[Assigned task] Copy each line from the records below in which the word "green" is found.

───── Entries provided ─────

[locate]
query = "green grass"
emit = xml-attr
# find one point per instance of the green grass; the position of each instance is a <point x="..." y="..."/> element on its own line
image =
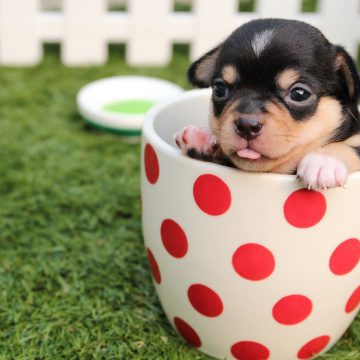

─────

[Written response]
query = "green grass"
# find one point per instance of the green grass; the position of each instance is a <point x="..." y="..."/> element on its own line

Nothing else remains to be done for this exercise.